**Text shown**:
● ● ● ● ●
On 14 December 2023, the CMA published informal guidance given to Fairtrade Foundation UK on the applicability of the prohibition of anticompetitive agreements to its planned Shared Impact Initiative for the sourcing of Fairtrade banana, coffee and cocoa products by participating UK grocery retailers. Participating grocery retailers would agree to commit to purchase minimum additional Fairtrade volumes of bananas, coffee and/or cocoa from a pool of Fairtrade producers on long-term contracts. This is the first such request for informal guidance under the "open-door" policy in the CMA's Green Agreements Guidance.

The agreement is considered to be an "environmental sustainability agreement" by the CMA and therefore Fairtrade is eligible to receive informal guidance on whether this agreement is likely to infringe UK competition law.

Some key factors in the CMA's analysis of this agreement are that it preserves competition between retailers and, to the extent that there are competitive restrictions, they do not go beyond what is necessary for implementation of the agreement.

With regard to the preservation of competition between retailers, under the agreement, retailers are still free to set retail prices independently. Importantly this includes whether the additional cost of Fairtrade products will be passed to consumers or absorbed by the retailer.
● ● ● ● ●
**Records supplied**:
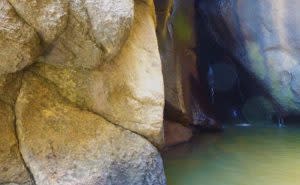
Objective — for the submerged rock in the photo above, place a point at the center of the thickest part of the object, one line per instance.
(264, 37)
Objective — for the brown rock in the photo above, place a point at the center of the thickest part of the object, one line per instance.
(176, 133)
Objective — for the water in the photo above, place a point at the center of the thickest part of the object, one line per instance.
(239, 156)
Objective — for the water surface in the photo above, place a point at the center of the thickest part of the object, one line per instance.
(239, 156)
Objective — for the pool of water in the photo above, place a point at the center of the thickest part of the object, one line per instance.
(239, 156)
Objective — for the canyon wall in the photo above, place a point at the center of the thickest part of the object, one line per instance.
(81, 93)
(263, 36)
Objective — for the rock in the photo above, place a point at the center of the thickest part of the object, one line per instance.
(129, 90)
(19, 43)
(264, 36)
(175, 107)
(48, 17)
(9, 87)
(176, 133)
(12, 168)
(95, 33)
(62, 144)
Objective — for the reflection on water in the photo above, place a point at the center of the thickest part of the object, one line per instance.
(239, 156)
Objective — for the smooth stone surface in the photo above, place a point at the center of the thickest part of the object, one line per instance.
(265, 37)
(64, 145)
(12, 168)
(129, 90)
(95, 33)
(19, 43)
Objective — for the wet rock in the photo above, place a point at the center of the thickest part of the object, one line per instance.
(176, 133)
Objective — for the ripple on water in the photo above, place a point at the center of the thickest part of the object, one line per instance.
(239, 156)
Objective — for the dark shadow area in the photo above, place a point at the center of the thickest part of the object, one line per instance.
(223, 79)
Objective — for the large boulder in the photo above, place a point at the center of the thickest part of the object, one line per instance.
(129, 90)
(12, 167)
(94, 34)
(90, 108)
(264, 37)
(64, 145)
(19, 43)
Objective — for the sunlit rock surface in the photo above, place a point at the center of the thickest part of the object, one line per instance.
(90, 106)
(264, 36)
(65, 145)
(129, 90)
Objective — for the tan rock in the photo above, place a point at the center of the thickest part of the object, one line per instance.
(12, 169)
(19, 43)
(64, 145)
(9, 87)
(176, 133)
(127, 91)
(48, 17)
(95, 33)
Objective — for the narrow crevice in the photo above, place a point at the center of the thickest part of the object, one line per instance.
(33, 182)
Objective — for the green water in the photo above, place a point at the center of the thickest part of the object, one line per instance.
(239, 156)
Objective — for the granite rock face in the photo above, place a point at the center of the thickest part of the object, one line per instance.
(129, 90)
(65, 145)
(19, 43)
(81, 93)
(264, 36)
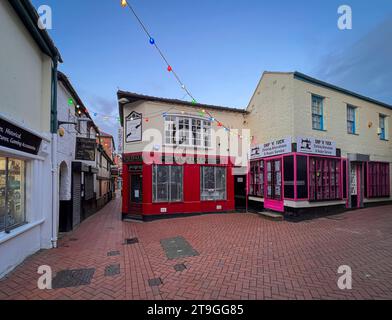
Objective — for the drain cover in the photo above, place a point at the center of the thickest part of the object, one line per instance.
(131, 241)
(112, 270)
(155, 282)
(180, 267)
(72, 278)
(113, 253)
(178, 248)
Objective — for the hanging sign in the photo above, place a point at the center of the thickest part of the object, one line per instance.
(272, 148)
(316, 146)
(85, 149)
(14, 137)
(134, 127)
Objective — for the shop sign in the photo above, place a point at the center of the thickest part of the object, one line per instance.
(14, 137)
(85, 149)
(132, 158)
(272, 148)
(316, 146)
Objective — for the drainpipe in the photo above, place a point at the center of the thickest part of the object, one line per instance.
(54, 128)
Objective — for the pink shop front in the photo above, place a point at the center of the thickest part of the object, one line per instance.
(295, 177)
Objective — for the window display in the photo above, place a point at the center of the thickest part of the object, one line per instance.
(213, 183)
(12, 193)
(167, 183)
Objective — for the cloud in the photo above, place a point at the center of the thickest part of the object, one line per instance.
(364, 67)
(105, 107)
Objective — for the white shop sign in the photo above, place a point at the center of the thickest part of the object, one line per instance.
(272, 148)
(316, 146)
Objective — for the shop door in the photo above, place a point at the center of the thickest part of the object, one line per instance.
(273, 180)
(136, 195)
(356, 184)
(240, 192)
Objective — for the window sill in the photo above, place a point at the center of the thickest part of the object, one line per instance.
(4, 237)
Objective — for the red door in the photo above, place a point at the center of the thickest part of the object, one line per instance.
(273, 185)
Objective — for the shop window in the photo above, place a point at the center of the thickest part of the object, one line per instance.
(274, 179)
(212, 183)
(257, 178)
(186, 131)
(383, 135)
(167, 183)
(12, 193)
(378, 180)
(317, 112)
(288, 169)
(324, 179)
(351, 114)
(344, 179)
(302, 177)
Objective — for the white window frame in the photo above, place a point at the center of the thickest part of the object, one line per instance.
(205, 131)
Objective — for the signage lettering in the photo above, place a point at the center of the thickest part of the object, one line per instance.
(14, 137)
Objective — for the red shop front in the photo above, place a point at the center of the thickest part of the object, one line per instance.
(163, 184)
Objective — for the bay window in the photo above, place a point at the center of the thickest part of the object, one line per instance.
(12, 193)
(187, 131)
(167, 183)
(212, 183)
(378, 180)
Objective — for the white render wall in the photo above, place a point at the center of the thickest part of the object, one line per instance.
(153, 130)
(25, 80)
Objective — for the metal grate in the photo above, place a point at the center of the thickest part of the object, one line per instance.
(155, 282)
(180, 267)
(112, 270)
(132, 241)
(113, 253)
(72, 278)
(178, 248)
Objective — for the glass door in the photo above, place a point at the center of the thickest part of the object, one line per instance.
(274, 186)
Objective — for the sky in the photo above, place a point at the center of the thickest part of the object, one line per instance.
(219, 48)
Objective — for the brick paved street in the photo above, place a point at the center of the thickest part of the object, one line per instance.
(241, 256)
● ● ● ● ●
**Job 1**: In the text on the CMA's guidance to Fairtrade, what are retailers still free to set independently under the agreement?
**Job 2**: Pick out every row that contains the string "front", matching case exactly.
The text and the rows have no connection to each other.

**Correct answer 1**: Retail prices, including whether the additional cost of Fairtrade products is passed to consumers or absorbed by the retailer.

**Correct answer 2**:
Objective — for the pink shop front in the photo above, place a point at the center of the thickest part of the object, one line per instance.
Objective — for the red shop front in the photo above, place a point at the center of the thickest part of the object, one line per instance.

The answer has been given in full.